## WORK INSTRUCTION 1
Copy the passage about the 1961–62 Israel State Cup below word for word, from "The IFA sought" up to and including "29 April 1961.".

1961–62 Israel State Cup

Tournament details
- Country: Israel

Final positions
- Champions: Maccabi Haifa
- Runners-up: Maccabi Tel Aviv

= 1961–62 Israel State Cup =

The 1961–62 Israel State Cup (גביע המדינה, Gvia HaMedina) was the 23rd season of Israel's nationwide football cup competition and the eighth after the Israeli Declaration of Independence.

The competition began on 12 February 1961, less than two weeks after the conclusion of the previous competition. Despite this, the competition took slightly less than 15 months to complete, partly due to Israel's involvement in the 1962 FIFA World Cup qualification and its matches against Italy in late 1961.

The IFA sought to play the final on Tu Bishvat, 15 February 1962, with the President presenting the cup, as the previous final was played. However, as the holiday was celebrated on a Saturday, The final was set to 28 February 1962. However, as Maccabi Haifa already committed to a friendly match against Altay S.K. the day before the set date, the match had to be rescheduled. The final was therefore held on 27 March 1962 at Ramat Gan Stadium between Maccabi Haifa and Maccabi Tel Aviv and ended goalless.

The replay was played, at the request of President Itzhak Ben-Zvi, at the Hebrew University Stadium. The date was set to 7 May 1962 and Maccabi Haifa won 5–2 to win its first cup.

==Results==

===Fourth Round===
Matches were played on 29 April 1961.

| Home team | Score | Away team |
|---|---|---|
| Sektzia Nes Tziona | 2–0 | Hapoel Rehovot |
| Beitar Netanya | 1–0 | Hapoel Hadera |
| Hapoel Pardes Hanna | 3–2 | Hapoel Ya'akov Kfar Saba |
| Hapoel Nahliel | 3–0 | Maccabi Pardes Hanna |
| Hapoel Or Yehuda | 3–1 | Beitar Mahane Yehuda |
| Maccabi Ramat Amidar | 2–0 | Beitar Holon |
| Hapoel HaMechonit | w/o | Hapoel Kfar Ata |
| Hapoel Ramla | w/o | Maccabi Ramla |
| Beitar Tel Amal Haifa | w/o | Hapoel Yokneam |
| Hapoel Kiryat Haim | 5–1 | Hapoel Tirat HaCarmel |
| Maccabi Holon | 2–3 | Hapoel Bat Yam |
| Hapoel Marmorek | 2–1 | Hapoel Zikhronot |
| Hapoel Kfar Blum | w/o | Hapoel Beit She'an |
| Hapoel Afula | 3–0 | Hapoel Kiryat Shmona |
| Hapoel Ganei Tikva | 1–1 (a.e.t.) | Hapoel Ramat Gan |
| Hapoel Be'er Sheva | 3–0 | Hapoel Ofakim |
| A.S. Kiryat Biyalik |  | Maccabi Zikhron Ya'akov |

Byes: Hakoah Tel Aviv, Hapoel Mahane Yehuda, Hapoel Tiberias.

## DATA LISTING
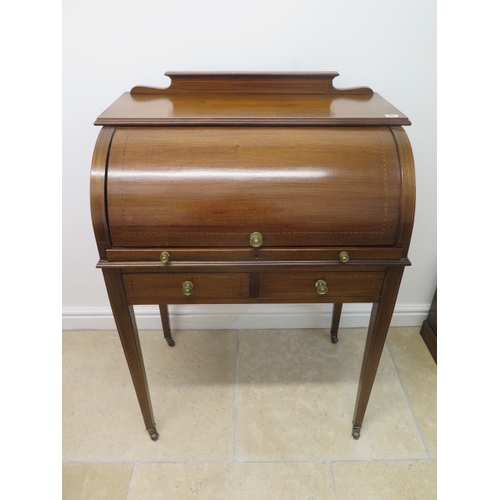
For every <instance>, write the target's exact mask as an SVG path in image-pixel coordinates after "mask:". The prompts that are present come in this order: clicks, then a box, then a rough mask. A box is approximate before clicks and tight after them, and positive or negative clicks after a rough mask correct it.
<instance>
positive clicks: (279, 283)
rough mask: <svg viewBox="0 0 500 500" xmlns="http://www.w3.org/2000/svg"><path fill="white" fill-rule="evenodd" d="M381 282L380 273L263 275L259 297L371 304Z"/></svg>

...

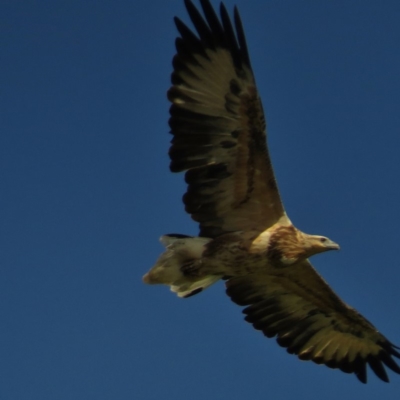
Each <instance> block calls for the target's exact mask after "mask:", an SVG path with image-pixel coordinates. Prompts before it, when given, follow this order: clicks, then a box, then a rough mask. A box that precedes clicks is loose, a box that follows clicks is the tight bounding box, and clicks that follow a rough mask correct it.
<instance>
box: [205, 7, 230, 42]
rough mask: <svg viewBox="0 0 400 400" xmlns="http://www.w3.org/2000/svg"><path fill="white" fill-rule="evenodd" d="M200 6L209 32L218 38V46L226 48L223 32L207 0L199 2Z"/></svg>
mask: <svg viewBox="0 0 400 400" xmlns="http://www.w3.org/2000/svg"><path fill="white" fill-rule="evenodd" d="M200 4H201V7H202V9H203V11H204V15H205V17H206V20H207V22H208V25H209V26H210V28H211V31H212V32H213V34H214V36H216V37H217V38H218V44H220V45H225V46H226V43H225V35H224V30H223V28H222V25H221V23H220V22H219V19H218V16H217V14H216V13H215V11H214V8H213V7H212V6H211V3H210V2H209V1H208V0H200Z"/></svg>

## WORK INSTRUCTION 2
How many lines of the rows above contain the word "positive"? Reply with the number only.

## EXERCISE ANSWER 1
The IFA sought to play the final on Tu Bishvat, 15 February 1962, with the President presenting the cup, as the previous final was played. However, as the holiday was celebrated on a Saturday, The final was set to 28 February 1962. However, as Maccabi Haifa already committed to a friendly match against Altay S.K. the day before the set date, the match had to be rescheduled. The final was therefore held on 27 March 1962 at Ramat Gan Stadium between Maccabi Haifa and Maccabi Tel Aviv and ended goalless.

The replay was played, at the request of President Itzhak Ben-Zvi, at the Hebrew University Stadium. The date was set to 7 May 1962 and Maccabi Haifa won 5–2 to win its first cup.

==Results==

===Fourth Round===
Matches were played on 29 April 1961.

## EXERCISE ANSWER 2
2